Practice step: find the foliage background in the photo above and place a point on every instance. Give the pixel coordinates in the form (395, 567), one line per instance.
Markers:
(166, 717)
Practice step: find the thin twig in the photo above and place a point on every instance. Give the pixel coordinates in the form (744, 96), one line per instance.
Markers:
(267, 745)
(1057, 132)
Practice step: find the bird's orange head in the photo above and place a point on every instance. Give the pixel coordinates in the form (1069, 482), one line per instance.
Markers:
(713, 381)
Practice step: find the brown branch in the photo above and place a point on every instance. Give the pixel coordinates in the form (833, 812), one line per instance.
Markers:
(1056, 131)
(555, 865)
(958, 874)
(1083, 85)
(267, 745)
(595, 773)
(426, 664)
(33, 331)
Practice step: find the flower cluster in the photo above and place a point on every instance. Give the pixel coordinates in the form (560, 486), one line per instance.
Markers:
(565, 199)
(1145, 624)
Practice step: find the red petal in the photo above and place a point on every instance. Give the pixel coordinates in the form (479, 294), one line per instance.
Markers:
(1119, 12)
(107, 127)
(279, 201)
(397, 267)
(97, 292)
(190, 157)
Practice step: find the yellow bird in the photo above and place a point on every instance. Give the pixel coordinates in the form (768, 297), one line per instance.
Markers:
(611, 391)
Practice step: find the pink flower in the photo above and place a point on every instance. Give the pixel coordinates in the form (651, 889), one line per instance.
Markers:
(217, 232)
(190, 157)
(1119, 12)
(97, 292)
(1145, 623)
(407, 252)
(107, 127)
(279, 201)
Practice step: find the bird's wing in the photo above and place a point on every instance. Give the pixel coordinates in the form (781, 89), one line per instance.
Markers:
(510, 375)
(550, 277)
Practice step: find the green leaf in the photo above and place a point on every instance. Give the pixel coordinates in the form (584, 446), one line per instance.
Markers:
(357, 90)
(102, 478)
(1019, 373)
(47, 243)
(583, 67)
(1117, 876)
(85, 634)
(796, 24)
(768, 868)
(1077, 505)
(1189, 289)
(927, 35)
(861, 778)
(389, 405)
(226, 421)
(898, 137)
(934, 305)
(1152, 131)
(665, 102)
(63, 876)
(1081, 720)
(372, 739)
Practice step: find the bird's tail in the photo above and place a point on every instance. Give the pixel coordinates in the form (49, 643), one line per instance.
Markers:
□ □ □ □ □ □ □
*Work to be completed*. Working from the material above, reproduce it in full and unchanged.

*Solution for this exercise*.
Practice step: find the foliage background in the photo above and place a point on every instance. Give the pixel coordinates in the form (395, 567), one line per instance.
Markers:
(166, 717)
Practice step: find the thin twig in the photo above and place a point on every instance. Give the pixel coordinates in the form (744, 96), one line per instance.
Markers:
(267, 745)
(1057, 132)
Practice step: find the bird's orange head in the photo above and place a point on every instance. Give the pixel coordinates in the form (1069, 482), one line per instance.
Markers:
(713, 381)
Practice step: find the brown branch in the photo above and place a point on every instance. Give the pixel coordinates in the form (833, 812), one line per instance.
Markers:
(1056, 131)
(555, 865)
(958, 874)
(1083, 85)
(267, 745)
(595, 773)
(426, 664)
(33, 331)
Practice step: find the flower cluster in the photo above and place a point on every instance. Give the pixel coordinates in the form (560, 486), one line per instance.
Markers:
(565, 199)
(1145, 624)
Practice step: find the red petal in the photo above and place a point on every instance. Give the pixel coordinates in the form (479, 294), one line per instance.
Markers:
(1119, 12)
(107, 127)
(279, 201)
(397, 267)
(97, 292)
(190, 157)
Practice step: find the yellow bird in the photo above and place a point on every instance. Give the pixel coordinates in the form (768, 297), one line per instance.
Markers:
(611, 391)
Practice step: find the pink flower in the photo above and place a point on every instance. Give the pixel coordinates in the form (651, 889), one line per instance.
Markers:
(217, 232)
(190, 157)
(1119, 12)
(97, 292)
(1145, 623)
(407, 252)
(107, 127)
(279, 201)
Practice step: find the bird's wing in the photo above and place a point on every instance. Give the pixel coordinates in the form (781, 89), one line per instance.
Markers:
(510, 375)
(550, 277)
Practice step: find the green leaf in the photo above and place a point on every instance. Give the pixel coordinates in the form (584, 446), one line per instance.
Markers:
(357, 90)
(102, 478)
(1019, 373)
(47, 243)
(583, 67)
(1117, 876)
(85, 634)
(796, 24)
(768, 868)
(1077, 505)
(1189, 289)
(927, 35)
(861, 778)
(389, 405)
(226, 421)
(898, 137)
(934, 305)
(1152, 131)
(665, 102)
(63, 876)
(1081, 720)
(372, 739)
Practice step: find the bird's tail in the photo above and place a point on every instance. Give the pixel coordinates in the form (49, 643), one line per instance.
Markers:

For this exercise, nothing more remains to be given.